### [PROBLEM DESCRIPTION]
Rewrite the passage on the Virgin of Guadalupe between "Cuauhtlatohuac hears songs" and "a rudimentary education.", inclusive, replacing "friars" with "missionaries".

December 12, in the rural villages throughout Jalisco — and Mexico — early-morning prayers, hymns and celebration began long before daylight, honoring the Virgin of Guadalupe, the Queen of Mexico.
This celebration, especially for many Indigenous and the poor, does not honor another of those many manifestations of Mary, the Mother of Jesus. Guadalupe is the Queen of heaven, Queen of the angles, the patriarchs, of the prophets, of the apostles and the martyrs, of all those who confess her faith, of the virgins of all the saints, Queen conceived without sin, Queen of the most holy rosary, Queen of peace and, most of all, La Morenita (the dark-faced Virgin), Protectress of all Mexicans and of Mexico.
Cuauhtlatohuac hears songs
The legend of La Virgin de Guadalupe tells us of Cuauhtlatohuac, a lower-middle-class Indian, born in 1475, who had sought instruction in Roman Catholicism and baptism just two years after the Franciscan friars landed in Mexico and had acquired a rudimentary education.

### [MATERIAL SUPPLIED]
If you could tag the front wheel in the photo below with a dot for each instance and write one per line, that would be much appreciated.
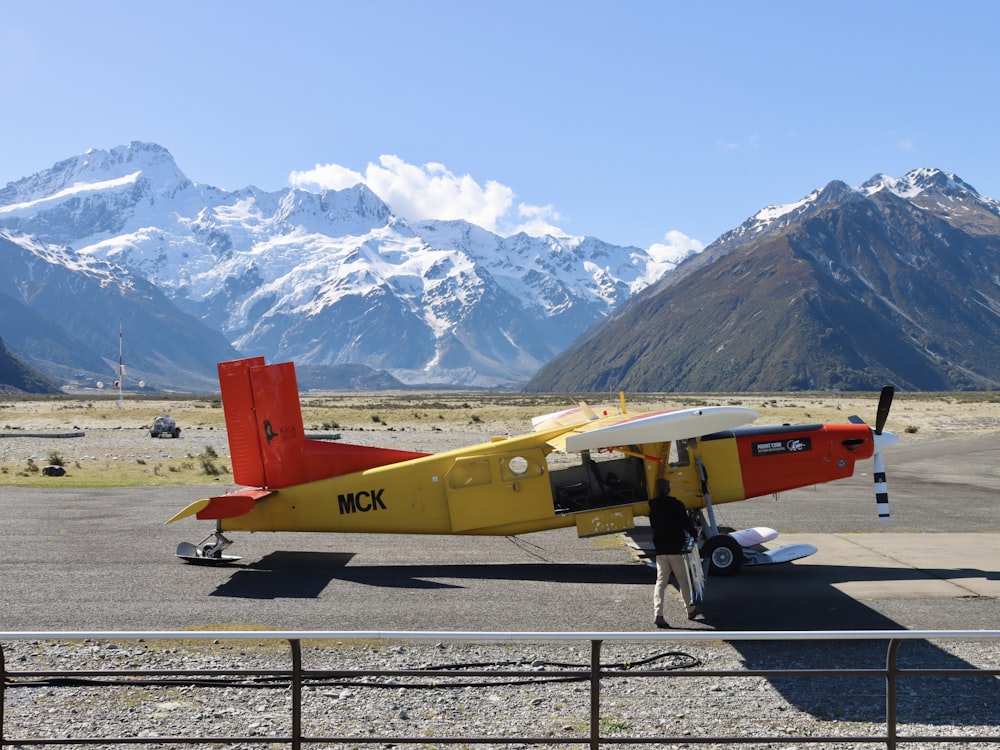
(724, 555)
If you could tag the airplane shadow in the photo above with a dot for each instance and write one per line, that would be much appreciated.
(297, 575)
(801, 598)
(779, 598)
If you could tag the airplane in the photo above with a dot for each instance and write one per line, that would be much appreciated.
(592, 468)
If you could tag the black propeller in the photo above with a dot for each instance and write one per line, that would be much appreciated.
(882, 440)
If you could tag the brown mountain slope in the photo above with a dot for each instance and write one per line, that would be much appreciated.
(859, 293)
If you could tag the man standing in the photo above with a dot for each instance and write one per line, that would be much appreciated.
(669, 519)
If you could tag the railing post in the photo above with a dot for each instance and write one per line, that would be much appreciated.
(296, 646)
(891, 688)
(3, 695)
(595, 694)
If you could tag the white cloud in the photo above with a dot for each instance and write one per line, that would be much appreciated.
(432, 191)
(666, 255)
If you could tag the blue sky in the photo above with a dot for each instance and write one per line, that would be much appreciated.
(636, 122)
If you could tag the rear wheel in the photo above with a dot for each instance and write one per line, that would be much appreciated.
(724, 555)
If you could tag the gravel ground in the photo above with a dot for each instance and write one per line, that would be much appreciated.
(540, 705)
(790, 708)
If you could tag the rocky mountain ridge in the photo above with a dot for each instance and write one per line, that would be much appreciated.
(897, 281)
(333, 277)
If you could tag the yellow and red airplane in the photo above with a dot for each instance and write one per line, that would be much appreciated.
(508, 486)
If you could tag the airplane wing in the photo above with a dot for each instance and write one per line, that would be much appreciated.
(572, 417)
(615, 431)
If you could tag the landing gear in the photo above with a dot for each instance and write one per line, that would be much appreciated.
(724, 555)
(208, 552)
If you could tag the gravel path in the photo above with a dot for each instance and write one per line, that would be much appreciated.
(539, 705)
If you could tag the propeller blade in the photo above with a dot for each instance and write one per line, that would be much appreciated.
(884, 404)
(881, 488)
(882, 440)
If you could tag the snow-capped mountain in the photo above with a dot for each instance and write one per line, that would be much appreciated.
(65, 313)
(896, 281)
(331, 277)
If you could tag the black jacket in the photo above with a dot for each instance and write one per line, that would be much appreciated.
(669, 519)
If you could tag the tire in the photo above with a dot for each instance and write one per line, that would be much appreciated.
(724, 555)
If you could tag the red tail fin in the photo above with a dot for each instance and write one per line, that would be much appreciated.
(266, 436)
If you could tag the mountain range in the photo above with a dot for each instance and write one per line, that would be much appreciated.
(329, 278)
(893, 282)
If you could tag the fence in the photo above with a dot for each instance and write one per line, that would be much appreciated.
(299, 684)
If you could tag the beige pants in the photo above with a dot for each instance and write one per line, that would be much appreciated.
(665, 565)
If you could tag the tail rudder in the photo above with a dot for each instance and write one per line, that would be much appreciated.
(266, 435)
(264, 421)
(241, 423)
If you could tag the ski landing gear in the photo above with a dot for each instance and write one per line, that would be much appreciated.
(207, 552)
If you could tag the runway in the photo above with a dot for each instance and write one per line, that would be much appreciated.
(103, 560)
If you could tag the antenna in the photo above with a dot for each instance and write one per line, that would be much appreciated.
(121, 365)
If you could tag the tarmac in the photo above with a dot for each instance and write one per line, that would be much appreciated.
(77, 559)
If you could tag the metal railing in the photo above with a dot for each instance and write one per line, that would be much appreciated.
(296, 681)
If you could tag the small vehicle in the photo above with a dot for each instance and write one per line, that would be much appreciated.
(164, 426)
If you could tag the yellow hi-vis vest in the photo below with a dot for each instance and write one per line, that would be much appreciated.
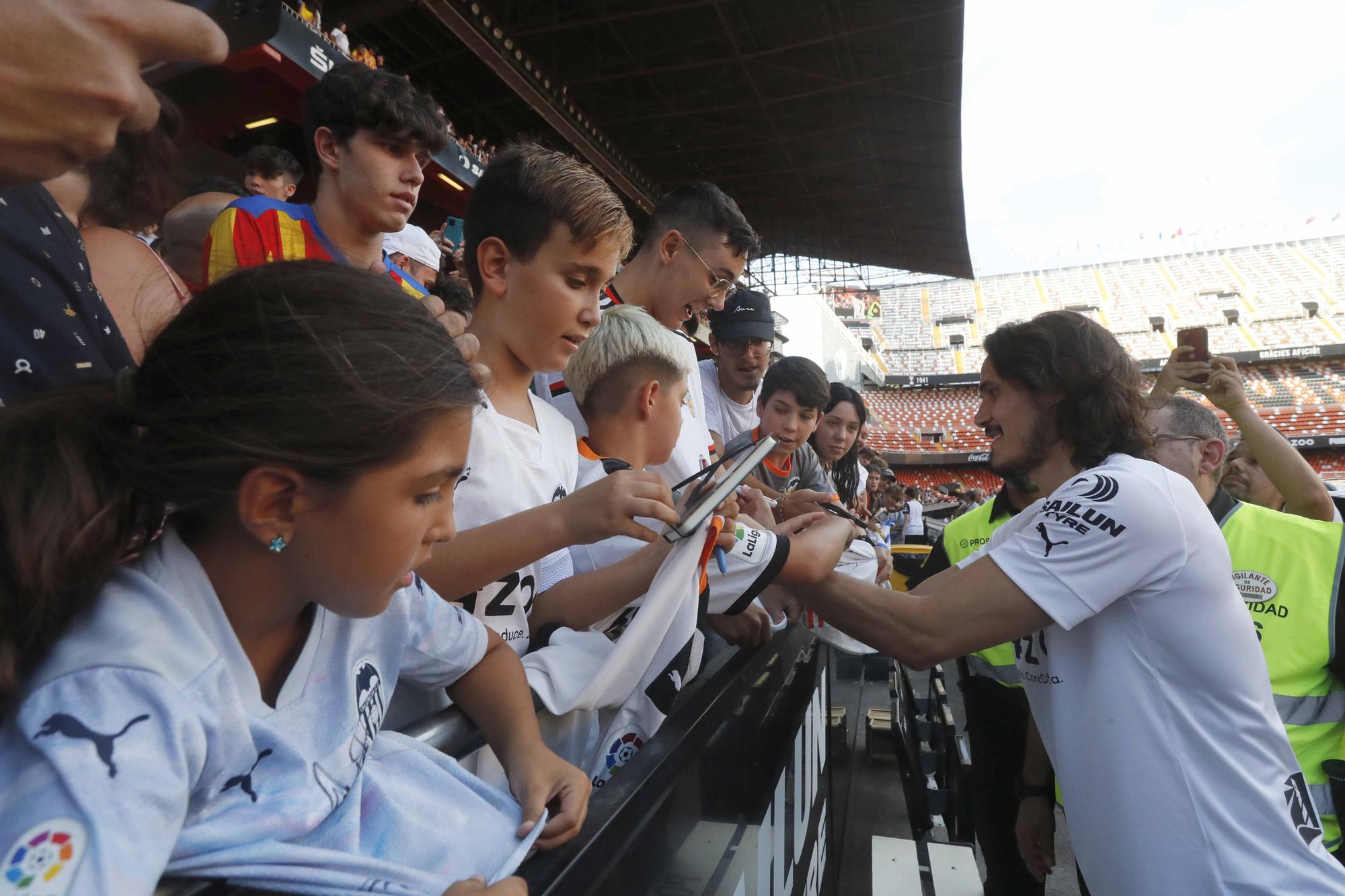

### [ANSWER]
Cuauhtlatohuac hears songs
The legend of La Virgin de Guadalupe tells us of Cuauhtlatohuac, a lower-middle-class Indian, born in 1475, who had sought instruction in Roman Catholicism and baptism just two years after the Franciscan missionaries landed in Mexico and had acquired a rudimentary education.